--- START ---
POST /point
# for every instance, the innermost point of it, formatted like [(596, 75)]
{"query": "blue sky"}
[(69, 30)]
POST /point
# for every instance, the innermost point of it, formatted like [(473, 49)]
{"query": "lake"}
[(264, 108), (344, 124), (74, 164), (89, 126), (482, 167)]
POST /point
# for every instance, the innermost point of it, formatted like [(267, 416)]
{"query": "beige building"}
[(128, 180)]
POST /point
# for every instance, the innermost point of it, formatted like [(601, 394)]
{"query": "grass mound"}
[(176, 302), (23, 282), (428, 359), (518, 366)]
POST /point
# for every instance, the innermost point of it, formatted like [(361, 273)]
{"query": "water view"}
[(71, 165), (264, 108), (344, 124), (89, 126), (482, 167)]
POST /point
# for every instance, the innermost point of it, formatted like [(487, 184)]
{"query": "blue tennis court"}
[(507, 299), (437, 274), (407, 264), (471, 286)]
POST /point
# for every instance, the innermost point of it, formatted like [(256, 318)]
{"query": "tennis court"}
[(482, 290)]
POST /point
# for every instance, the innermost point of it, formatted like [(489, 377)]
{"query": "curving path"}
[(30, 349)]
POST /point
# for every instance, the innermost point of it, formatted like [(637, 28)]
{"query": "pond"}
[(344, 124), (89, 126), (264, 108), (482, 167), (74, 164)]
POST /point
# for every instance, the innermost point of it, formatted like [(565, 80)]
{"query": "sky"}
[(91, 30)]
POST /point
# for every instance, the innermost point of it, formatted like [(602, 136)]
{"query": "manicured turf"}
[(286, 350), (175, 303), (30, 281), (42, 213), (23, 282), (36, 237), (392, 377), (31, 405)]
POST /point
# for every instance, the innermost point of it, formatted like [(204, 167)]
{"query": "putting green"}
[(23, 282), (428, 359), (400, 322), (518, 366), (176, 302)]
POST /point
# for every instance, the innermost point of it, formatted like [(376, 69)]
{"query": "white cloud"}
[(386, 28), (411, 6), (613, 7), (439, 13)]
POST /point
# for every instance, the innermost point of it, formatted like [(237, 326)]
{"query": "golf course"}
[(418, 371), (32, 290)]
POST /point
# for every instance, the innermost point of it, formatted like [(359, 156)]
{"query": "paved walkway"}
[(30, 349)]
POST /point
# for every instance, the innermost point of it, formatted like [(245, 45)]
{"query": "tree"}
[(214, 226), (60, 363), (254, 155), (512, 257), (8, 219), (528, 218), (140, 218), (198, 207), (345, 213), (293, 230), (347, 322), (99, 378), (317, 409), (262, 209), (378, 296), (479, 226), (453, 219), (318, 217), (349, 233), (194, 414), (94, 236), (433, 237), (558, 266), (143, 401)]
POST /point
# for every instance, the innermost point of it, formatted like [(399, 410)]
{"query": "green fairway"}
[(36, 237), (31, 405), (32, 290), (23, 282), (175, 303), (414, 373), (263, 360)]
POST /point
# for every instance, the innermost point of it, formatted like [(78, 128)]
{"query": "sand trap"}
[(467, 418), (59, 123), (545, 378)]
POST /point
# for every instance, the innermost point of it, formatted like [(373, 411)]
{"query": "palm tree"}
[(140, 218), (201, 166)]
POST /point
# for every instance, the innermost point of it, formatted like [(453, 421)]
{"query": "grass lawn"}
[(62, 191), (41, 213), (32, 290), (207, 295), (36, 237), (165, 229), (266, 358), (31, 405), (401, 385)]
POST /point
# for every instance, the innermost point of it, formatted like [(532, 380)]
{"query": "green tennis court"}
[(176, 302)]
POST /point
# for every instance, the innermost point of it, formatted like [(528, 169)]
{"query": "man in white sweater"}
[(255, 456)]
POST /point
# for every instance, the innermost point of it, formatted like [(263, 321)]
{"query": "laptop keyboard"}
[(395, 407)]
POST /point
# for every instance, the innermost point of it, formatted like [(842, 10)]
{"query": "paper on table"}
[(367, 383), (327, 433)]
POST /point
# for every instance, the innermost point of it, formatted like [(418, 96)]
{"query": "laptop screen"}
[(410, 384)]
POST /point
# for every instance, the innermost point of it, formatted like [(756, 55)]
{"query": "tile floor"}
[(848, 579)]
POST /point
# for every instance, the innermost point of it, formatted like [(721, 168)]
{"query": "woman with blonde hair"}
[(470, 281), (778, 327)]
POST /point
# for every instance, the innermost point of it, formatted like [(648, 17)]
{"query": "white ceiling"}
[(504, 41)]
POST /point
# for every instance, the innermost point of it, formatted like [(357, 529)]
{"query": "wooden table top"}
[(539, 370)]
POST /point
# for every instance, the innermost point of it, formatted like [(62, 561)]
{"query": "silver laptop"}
--- END ---
So that nothing is lost, retype every entry in the listing above exactly.

POST /point
# for every instance, the innermost point of it, formatted like [(596, 75)]
{"query": "blue sky"}
[(69, 30)]
POST /point
# for every instance, the innermost point of it, formatted like [(473, 49)]
{"query": "lake"}
[(264, 108), (344, 124), (74, 164), (89, 126), (482, 167)]
POST /point
# for every instance, the innermost point of it, formatted like [(267, 416)]
{"query": "beige building"}
[(128, 180)]
POST /point
# for every instance, the innermost point of it, formatted like [(601, 394)]
{"query": "grass mound"}
[(176, 302), (23, 282), (428, 359), (518, 366)]
POST /point
# for every instance, the innermost point of it, formatted like [(361, 273)]
{"query": "water view"}
[(71, 165), (264, 108), (344, 124), (89, 126), (482, 167)]
POST /point
# for every instance, the innermost point of it, formatted like [(487, 184)]
{"query": "blue tennis court"}
[(507, 299), (437, 274), (407, 264), (471, 286)]
POST /point
# for every instance, the innermost point of it, formatted like [(256, 318)]
{"query": "tennis court"}
[(482, 290)]
POST /point
# for every instance, the innermost point of it, formatted like [(489, 377)]
{"query": "curving path"}
[(30, 349)]
POST /point
# for every instance, the innermost point of it, formatted like [(637, 28)]
{"query": "pond"}
[(344, 124), (89, 126), (264, 108), (482, 167), (74, 164)]
POST /point
# for every instance, the innermost point of it, formatted like [(565, 80)]
{"query": "sky"}
[(91, 30)]
POST /point
# for every instance, the innermost point of it, formatted like [(602, 136)]
{"query": "manicured turf"}
[(286, 350), (175, 303), (30, 281), (42, 213), (23, 282), (36, 237), (392, 377), (31, 405)]
POST /point
# for every instance, the innermost point of it, formatted like [(204, 167)]
{"query": "putting green"}
[(23, 282), (428, 359), (400, 322), (518, 366), (176, 302)]
POST /point
# for every instance, the innermost point of it, formatted like [(376, 69)]
{"query": "white cloud"}
[(386, 28), (411, 6), (613, 7), (439, 13)]
POST /point
# for every instance, the innermost point of it, formatted like [(237, 326)]
{"query": "golf course"}
[(418, 371), (32, 290)]
POST /point
# for every instance, the innermost point of it, formatted like [(359, 156)]
{"query": "paved walkway"}
[(30, 349)]
POST /point
# for every instance, the innermost point of it, formatted like [(245, 45)]
{"query": "tree"}
[(214, 226), (60, 363), (254, 155), (512, 257), (8, 219), (528, 218), (140, 218), (198, 207), (345, 213), (293, 230), (347, 322), (99, 378), (317, 409), (262, 209), (378, 296), (479, 226), (453, 219), (318, 217), (349, 233), (194, 414), (94, 236), (433, 237), (558, 266), (143, 401)]
POST /point
# for every instance, the innermost point of it, formatted like [(399, 410)]
{"query": "green fairway"}
[(36, 237), (31, 405), (32, 290), (23, 282), (175, 303), (414, 373), (263, 360)]
POST /point
# for every instance, the innermost point of it, formatted like [(78, 128)]
{"query": "sand trap"}
[(467, 418), (59, 123), (545, 378)]
POST /point
# for every instance, the innermost point of it, formatted like [(373, 411)]
{"query": "palm tree"}
[(140, 218), (201, 166)]
POST /point
# for every instance, the innermost point of it, formatted like [(453, 421)]
{"query": "grass lawn"}
[(62, 191), (41, 213), (32, 290), (207, 295), (36, 237), (165, 229), (266, 358), (31, 405), (401, 385)]
POST /point
# for every instance, the innermost point of it, formatted like [(532, 380)]
{"query": "green tennis court"}
[(176, 302)]
POST /point
# for every instance, the innermost point of it, formatted like [(528, 169)]
{"query": "man in white sweater"}
[(255, 456)]
POST /point
# for every instance, the innermost point of it, formatted like [(263, 321)]
{"query": "laptop keyboard"}
[(395, 407)]
POST /point
# for every instance, the innermost point of it, formatted like [(842, 10)]
{"query": "paper on table"}
[(367, 383), (327, 433)]
POST /point
# for every instance, the innermost point of it, formatted like [(418, 96)]
{"query": "laptop screen"}
[(410, 384)]
POST /point
# for every instance, the innermost point of it, formatted like [(756, 55)]
{"query": "tile floor"}
[(848, 579)]
POST /point
# for every instance, the innermost point of it, formatted like [(721, 168)]
{"query": "woman with blonde hair"}
[(470, 281), (778, 327)]
POST /point
# for every instance, the innermost point of it, formatted like [(648, 17)]
{"query": "white ceiling"}
[(504, 41)]
POST /point
# for every instance, the innermost point of it, formatted like [(357, 529)]
{"query": "wooden table top"}
[(539, 370)]
POST /point
# for every instance, the innermost point of it, formatted like [(62, 561)]
{"query": "silver laptop"}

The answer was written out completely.